### [Do this]
From the line with "For the benchmark, mark every instance of the timpani" down to the final line of the material below, quote every line exactly and leave out all lines before it.

(Excerpts of location labeling data)
● ● ●

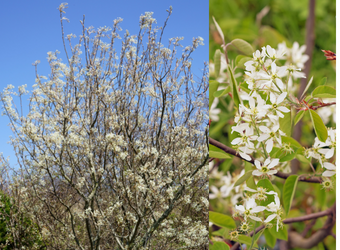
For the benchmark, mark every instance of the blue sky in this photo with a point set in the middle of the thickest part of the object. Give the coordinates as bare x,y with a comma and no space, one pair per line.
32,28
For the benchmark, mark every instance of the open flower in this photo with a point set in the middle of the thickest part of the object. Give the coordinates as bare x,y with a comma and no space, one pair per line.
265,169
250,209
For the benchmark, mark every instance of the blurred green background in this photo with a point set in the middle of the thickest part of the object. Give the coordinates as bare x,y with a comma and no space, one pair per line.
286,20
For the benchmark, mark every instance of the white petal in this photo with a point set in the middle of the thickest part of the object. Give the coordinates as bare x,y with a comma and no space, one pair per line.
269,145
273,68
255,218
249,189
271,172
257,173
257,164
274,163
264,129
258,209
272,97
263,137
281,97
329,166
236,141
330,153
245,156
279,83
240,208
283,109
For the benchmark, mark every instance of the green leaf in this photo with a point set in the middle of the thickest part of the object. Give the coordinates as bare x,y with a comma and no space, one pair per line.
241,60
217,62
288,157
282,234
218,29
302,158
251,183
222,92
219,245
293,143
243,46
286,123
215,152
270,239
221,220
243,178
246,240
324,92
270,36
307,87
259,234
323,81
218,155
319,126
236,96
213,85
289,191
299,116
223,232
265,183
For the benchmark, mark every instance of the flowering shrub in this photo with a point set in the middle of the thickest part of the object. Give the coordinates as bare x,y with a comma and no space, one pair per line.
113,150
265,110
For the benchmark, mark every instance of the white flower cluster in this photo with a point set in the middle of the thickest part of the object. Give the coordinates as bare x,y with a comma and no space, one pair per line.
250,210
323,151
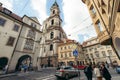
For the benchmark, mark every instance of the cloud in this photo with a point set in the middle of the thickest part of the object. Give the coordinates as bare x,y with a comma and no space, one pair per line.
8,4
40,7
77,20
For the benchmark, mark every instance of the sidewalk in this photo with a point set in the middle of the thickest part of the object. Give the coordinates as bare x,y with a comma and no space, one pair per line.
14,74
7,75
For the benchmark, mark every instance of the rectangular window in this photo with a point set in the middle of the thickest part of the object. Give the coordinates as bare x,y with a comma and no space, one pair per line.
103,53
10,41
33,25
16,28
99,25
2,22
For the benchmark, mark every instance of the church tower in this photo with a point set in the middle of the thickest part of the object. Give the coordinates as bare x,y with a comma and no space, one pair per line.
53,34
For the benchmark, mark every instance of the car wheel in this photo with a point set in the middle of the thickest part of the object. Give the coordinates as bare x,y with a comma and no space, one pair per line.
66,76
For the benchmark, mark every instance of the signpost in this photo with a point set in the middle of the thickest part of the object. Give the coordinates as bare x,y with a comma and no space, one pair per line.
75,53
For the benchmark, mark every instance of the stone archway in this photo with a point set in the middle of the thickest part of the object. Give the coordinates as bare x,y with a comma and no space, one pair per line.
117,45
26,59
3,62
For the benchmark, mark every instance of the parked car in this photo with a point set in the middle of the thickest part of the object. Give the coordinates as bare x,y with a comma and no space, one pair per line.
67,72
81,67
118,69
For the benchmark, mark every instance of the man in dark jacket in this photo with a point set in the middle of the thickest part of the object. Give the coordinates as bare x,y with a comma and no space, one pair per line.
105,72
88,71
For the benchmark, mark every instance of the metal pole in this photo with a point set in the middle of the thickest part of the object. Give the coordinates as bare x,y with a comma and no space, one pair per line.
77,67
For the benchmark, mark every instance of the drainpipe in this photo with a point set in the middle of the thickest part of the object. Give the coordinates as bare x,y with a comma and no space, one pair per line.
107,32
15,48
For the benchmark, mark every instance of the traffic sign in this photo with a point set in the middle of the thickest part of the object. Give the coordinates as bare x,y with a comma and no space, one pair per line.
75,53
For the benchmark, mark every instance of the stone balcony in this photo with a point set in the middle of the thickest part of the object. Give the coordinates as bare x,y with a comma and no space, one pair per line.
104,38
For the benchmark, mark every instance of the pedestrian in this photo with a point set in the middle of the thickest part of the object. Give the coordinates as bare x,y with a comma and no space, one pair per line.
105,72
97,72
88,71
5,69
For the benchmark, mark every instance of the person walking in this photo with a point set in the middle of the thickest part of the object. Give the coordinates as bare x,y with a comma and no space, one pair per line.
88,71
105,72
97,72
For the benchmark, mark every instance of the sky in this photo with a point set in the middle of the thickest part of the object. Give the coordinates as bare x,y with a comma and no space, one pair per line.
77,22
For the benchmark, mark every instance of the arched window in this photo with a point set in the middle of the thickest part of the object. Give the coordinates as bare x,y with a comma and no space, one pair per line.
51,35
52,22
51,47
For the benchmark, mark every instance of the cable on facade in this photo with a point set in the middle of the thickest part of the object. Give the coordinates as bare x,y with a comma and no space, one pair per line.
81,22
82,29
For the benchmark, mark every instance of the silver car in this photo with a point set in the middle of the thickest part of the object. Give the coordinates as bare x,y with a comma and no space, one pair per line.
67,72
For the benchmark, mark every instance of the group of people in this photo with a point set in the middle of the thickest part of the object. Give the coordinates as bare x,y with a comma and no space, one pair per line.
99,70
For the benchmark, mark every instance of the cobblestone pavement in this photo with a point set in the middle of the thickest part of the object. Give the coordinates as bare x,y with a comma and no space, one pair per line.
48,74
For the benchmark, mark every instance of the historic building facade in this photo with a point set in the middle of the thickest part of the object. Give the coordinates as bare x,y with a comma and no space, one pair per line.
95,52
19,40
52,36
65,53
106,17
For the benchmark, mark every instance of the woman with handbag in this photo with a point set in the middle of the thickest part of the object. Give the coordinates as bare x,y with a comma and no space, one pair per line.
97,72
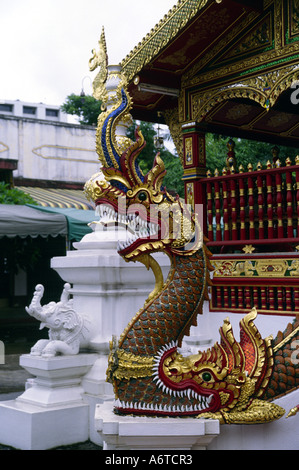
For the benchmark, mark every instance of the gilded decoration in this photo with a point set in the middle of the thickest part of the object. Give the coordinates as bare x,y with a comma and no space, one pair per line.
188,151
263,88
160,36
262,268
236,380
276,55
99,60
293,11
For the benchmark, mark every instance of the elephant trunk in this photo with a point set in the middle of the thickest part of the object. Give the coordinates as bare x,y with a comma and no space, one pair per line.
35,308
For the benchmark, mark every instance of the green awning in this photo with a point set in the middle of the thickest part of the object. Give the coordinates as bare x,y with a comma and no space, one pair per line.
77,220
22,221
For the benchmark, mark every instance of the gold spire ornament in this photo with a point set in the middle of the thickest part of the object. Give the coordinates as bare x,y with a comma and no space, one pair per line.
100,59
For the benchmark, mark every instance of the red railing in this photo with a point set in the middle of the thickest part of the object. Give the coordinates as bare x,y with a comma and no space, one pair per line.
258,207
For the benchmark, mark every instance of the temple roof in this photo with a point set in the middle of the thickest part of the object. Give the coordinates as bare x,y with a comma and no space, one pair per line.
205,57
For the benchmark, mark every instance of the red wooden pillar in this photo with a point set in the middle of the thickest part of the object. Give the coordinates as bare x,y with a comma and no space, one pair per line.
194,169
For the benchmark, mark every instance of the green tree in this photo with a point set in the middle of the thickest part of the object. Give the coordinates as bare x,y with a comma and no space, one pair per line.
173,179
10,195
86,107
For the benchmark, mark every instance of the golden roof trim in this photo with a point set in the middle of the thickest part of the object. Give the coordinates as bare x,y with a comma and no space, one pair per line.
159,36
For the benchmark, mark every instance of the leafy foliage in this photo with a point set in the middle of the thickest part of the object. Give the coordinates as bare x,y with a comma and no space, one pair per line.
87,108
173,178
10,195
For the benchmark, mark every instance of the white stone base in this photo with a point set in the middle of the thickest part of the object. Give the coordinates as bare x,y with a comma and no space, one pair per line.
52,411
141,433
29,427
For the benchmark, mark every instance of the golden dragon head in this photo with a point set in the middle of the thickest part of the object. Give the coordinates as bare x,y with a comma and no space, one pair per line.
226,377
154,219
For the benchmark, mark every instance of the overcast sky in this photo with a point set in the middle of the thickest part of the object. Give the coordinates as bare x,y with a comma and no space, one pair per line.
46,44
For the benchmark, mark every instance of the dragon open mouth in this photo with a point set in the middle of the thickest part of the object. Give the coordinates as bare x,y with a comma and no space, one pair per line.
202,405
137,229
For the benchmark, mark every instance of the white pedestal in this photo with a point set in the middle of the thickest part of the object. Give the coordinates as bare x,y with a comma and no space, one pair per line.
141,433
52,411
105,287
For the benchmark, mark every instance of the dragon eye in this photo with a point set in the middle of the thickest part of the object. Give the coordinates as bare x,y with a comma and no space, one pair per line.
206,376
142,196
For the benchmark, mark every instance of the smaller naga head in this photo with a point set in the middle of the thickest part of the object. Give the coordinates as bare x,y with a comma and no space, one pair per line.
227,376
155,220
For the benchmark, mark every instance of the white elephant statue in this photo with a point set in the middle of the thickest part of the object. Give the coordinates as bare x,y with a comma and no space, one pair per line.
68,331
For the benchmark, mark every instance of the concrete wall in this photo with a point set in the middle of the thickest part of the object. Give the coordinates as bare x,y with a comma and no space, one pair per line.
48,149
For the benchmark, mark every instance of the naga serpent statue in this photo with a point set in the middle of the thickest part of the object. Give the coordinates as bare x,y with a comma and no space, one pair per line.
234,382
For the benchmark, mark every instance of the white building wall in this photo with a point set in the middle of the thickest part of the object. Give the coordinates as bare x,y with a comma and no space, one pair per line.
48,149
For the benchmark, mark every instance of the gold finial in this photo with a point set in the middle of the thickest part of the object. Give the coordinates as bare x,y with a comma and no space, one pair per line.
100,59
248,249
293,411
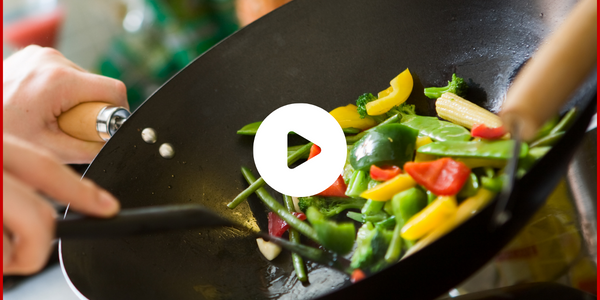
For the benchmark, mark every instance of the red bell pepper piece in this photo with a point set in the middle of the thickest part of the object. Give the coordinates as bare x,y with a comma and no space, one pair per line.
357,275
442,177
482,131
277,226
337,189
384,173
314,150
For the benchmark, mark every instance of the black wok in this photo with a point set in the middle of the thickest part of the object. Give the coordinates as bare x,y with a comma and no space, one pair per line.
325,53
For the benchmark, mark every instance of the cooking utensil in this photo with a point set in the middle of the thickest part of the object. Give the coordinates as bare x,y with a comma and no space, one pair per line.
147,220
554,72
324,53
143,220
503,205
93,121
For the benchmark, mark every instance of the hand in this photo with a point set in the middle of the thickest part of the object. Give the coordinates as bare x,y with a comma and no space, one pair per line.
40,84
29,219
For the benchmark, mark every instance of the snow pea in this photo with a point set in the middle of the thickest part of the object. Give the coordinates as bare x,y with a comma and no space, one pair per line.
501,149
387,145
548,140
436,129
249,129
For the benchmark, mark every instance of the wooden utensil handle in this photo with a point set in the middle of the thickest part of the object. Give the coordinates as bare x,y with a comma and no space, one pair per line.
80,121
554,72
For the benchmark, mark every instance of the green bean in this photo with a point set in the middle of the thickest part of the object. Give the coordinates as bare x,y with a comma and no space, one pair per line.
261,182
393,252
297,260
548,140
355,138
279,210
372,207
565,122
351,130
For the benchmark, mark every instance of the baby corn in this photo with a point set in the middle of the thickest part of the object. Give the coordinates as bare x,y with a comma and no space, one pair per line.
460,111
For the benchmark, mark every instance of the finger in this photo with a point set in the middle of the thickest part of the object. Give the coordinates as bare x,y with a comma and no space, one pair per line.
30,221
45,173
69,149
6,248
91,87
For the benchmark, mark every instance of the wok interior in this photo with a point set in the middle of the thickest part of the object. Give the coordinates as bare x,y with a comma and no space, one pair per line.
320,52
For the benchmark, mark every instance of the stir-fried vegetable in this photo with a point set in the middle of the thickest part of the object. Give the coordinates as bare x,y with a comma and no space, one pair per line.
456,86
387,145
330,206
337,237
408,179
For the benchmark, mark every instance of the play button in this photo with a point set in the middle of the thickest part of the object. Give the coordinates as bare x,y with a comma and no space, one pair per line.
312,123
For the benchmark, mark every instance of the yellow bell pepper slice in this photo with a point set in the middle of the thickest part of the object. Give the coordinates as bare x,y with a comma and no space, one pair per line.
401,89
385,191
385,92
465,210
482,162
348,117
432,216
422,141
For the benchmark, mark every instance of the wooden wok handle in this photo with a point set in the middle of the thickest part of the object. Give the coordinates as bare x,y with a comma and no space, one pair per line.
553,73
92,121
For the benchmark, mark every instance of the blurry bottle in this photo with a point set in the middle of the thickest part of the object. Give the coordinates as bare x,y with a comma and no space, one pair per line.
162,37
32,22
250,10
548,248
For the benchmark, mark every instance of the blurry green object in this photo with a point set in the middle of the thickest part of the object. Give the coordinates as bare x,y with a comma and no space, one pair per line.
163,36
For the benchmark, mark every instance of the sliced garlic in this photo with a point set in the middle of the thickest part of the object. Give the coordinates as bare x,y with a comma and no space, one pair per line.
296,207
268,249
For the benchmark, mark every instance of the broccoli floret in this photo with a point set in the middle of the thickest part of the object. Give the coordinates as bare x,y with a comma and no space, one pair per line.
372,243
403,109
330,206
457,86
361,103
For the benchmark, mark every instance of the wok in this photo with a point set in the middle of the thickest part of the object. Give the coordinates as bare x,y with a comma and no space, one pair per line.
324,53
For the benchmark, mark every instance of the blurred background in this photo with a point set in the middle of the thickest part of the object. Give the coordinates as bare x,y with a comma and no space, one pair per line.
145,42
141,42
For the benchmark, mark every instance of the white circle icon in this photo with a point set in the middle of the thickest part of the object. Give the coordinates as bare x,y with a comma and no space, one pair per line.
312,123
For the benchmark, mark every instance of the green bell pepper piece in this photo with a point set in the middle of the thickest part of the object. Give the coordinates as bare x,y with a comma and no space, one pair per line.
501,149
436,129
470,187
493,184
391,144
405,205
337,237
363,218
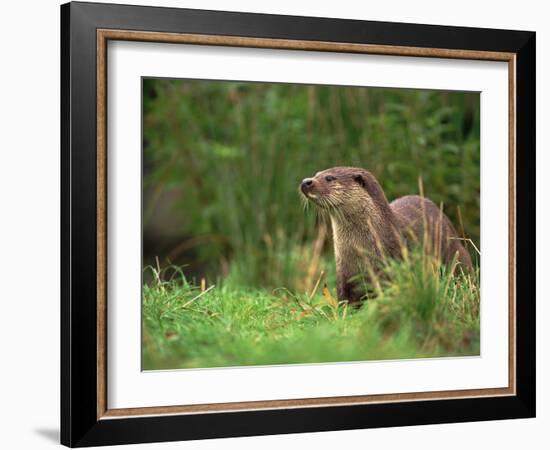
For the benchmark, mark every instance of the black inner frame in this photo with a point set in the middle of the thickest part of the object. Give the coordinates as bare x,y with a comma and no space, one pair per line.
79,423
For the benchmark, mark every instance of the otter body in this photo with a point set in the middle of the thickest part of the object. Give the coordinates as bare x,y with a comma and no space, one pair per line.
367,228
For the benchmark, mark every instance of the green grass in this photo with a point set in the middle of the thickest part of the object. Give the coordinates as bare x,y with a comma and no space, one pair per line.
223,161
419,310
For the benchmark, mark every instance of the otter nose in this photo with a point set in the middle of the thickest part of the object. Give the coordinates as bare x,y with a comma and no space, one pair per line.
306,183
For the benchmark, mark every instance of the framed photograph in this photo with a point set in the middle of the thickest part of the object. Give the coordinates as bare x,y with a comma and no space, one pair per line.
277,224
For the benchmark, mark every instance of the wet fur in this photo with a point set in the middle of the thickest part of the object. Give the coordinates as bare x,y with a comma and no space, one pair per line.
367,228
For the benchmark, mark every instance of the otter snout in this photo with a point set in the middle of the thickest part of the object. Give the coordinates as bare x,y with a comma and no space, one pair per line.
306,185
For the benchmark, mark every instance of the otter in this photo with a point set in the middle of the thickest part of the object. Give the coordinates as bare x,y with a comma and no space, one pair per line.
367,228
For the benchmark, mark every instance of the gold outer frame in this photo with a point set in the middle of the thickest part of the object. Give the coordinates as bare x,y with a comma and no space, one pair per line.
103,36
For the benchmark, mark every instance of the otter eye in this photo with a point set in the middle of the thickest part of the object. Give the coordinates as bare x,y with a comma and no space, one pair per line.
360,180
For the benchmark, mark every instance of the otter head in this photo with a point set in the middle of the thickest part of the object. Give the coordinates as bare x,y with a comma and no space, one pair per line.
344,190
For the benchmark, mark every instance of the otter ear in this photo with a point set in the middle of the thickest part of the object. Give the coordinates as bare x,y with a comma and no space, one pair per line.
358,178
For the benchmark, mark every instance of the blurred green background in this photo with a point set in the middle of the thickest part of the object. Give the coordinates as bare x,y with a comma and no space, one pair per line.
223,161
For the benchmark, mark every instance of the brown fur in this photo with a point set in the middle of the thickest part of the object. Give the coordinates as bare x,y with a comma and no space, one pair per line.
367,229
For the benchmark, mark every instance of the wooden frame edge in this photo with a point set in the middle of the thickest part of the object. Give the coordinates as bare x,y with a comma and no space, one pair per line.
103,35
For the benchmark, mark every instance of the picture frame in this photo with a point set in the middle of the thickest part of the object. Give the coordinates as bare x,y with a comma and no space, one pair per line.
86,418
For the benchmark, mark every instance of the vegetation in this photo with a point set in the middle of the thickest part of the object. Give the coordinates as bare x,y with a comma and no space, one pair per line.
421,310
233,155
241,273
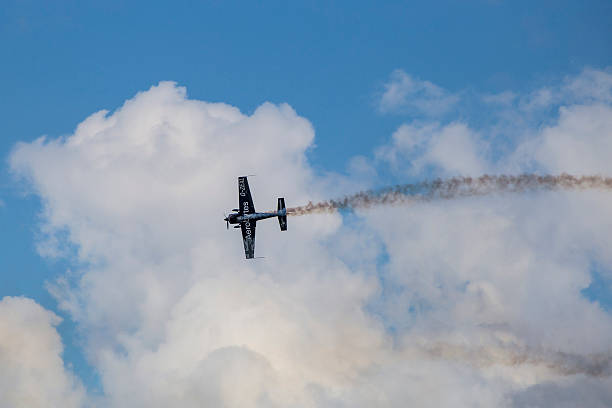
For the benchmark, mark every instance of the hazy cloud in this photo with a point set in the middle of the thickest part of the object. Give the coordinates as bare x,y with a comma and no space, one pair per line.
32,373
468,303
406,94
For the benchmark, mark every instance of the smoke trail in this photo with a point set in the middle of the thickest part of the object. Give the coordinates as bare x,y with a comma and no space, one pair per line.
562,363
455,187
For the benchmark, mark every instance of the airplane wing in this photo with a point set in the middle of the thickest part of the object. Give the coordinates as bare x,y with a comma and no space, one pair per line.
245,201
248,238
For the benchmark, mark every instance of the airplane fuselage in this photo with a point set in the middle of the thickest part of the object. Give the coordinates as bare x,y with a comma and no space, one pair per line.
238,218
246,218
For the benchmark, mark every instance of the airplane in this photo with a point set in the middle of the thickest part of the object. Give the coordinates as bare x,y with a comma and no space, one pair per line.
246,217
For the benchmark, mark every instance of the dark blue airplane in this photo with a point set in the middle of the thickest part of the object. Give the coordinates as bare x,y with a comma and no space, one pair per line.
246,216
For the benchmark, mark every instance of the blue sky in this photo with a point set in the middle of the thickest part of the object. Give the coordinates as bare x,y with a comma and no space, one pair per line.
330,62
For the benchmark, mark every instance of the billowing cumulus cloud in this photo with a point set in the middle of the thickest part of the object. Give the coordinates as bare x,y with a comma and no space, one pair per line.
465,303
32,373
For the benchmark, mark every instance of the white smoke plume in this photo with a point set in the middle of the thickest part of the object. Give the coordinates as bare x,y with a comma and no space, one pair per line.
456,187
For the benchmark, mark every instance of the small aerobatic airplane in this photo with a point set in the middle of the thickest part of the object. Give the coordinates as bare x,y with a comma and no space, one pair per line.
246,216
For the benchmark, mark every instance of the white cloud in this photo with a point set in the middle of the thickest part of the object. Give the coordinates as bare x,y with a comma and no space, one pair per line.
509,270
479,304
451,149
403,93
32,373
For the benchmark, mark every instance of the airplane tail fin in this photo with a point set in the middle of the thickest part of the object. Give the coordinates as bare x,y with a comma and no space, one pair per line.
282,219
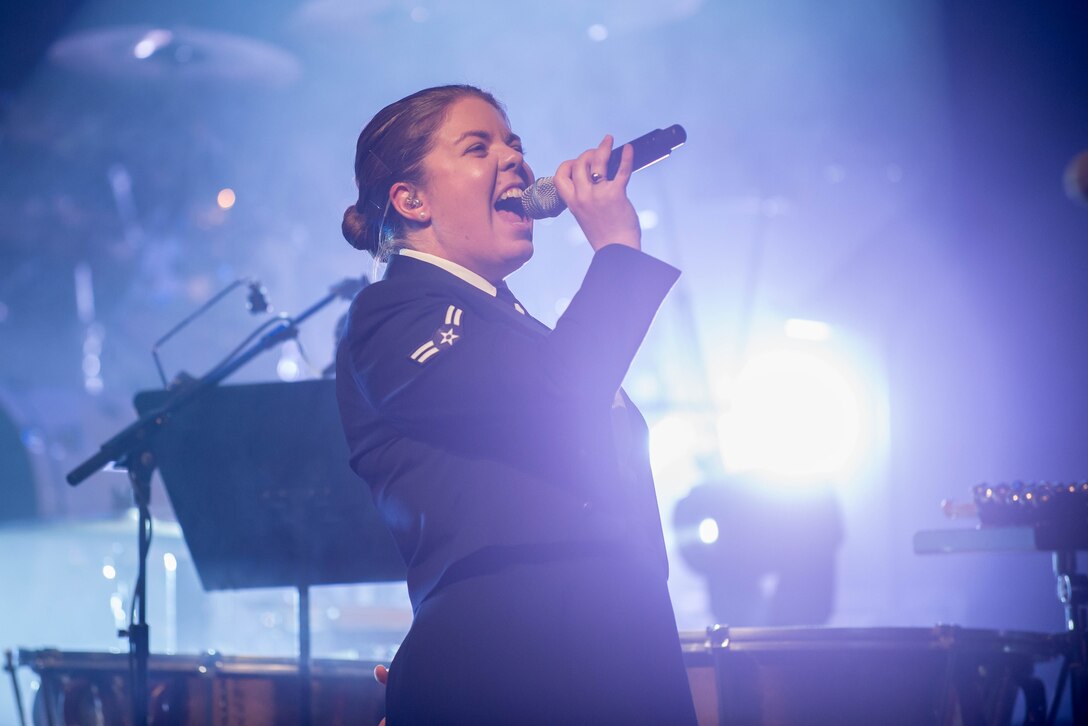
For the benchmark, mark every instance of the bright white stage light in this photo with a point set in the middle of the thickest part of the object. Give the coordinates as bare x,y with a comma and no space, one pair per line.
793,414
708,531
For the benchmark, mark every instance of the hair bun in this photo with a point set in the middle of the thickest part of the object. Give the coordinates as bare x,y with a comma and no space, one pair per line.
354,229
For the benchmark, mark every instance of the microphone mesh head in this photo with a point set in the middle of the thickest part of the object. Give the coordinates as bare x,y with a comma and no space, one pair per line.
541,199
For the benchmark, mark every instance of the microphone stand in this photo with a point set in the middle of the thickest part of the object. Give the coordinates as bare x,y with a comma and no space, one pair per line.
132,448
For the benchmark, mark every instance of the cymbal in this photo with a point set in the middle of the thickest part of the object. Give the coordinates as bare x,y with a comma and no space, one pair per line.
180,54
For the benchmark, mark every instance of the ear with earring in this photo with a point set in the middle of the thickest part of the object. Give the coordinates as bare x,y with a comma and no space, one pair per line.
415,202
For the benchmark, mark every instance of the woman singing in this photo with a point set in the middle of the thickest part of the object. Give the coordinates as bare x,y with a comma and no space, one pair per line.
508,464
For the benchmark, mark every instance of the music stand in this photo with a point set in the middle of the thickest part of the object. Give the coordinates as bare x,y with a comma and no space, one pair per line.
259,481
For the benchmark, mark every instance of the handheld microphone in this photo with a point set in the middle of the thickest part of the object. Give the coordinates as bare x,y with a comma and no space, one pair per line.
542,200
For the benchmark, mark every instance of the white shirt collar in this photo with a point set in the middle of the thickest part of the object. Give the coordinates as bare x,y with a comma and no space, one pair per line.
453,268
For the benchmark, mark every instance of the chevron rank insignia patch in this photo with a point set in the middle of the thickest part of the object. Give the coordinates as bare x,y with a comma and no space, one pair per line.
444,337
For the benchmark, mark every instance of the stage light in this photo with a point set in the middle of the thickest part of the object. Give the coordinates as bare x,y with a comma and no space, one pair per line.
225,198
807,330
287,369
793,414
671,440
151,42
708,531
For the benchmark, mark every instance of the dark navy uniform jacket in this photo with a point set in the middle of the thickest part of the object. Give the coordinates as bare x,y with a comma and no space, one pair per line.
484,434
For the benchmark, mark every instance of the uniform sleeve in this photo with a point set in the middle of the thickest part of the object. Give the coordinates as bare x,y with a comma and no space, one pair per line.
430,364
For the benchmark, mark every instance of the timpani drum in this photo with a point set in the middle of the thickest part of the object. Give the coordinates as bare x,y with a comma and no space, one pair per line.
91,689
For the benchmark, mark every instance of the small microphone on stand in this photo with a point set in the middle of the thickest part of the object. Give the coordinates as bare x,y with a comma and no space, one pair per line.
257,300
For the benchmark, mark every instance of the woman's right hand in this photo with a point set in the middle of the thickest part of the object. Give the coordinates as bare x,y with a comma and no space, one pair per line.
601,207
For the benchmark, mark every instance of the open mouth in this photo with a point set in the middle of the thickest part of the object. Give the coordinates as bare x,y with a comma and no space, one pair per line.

● ● ●

### [Complete answer]
For the benchmark, mark every instance of the timpani drum in this photo with a point set in the middle of the thickest part of the object. Give the coordinates as bare x,y with a comma and no space, one pair per line.
91,689
For the benchmark, mark every instance of the small microphone on stand in this photo with a point set in the middle of the thickest part of the object. Give the coordinates as bare x,y with a comma and no space, one pair per line.
257,300
For the benchmark, mark every instance of the woman's right hand in this photo with a point set in the middle of the thickest part of the object. Give the coordinates as bare x,y with a comma and no space, one pair per line.
601,207
For the benchmark, mark every instance of the open mouth in this photo with a point set in the middle of the thickest part of the object. Give the coordinates as bare x,y with a comma and no space, one pair per line.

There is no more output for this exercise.